## begin

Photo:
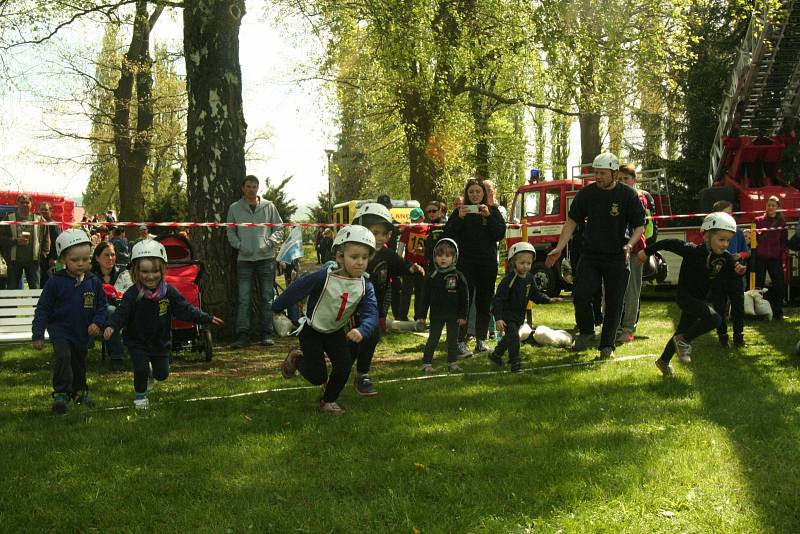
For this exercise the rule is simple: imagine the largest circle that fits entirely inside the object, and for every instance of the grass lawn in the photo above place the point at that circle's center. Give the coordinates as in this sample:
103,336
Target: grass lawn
605,448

## end

YOUR TASK:
Reproduce the material above word for word, omitting the pictures.

WRITTEN ANSWER:
Photo:
For this exercise the rule is simple: imagine the largest circle that fits entirely inside the object, and for every instance of the grass lawn in the photo above place the point at that circle's center. Give the coordinates as in this sample:
103,336
Target: grass lawn
605,448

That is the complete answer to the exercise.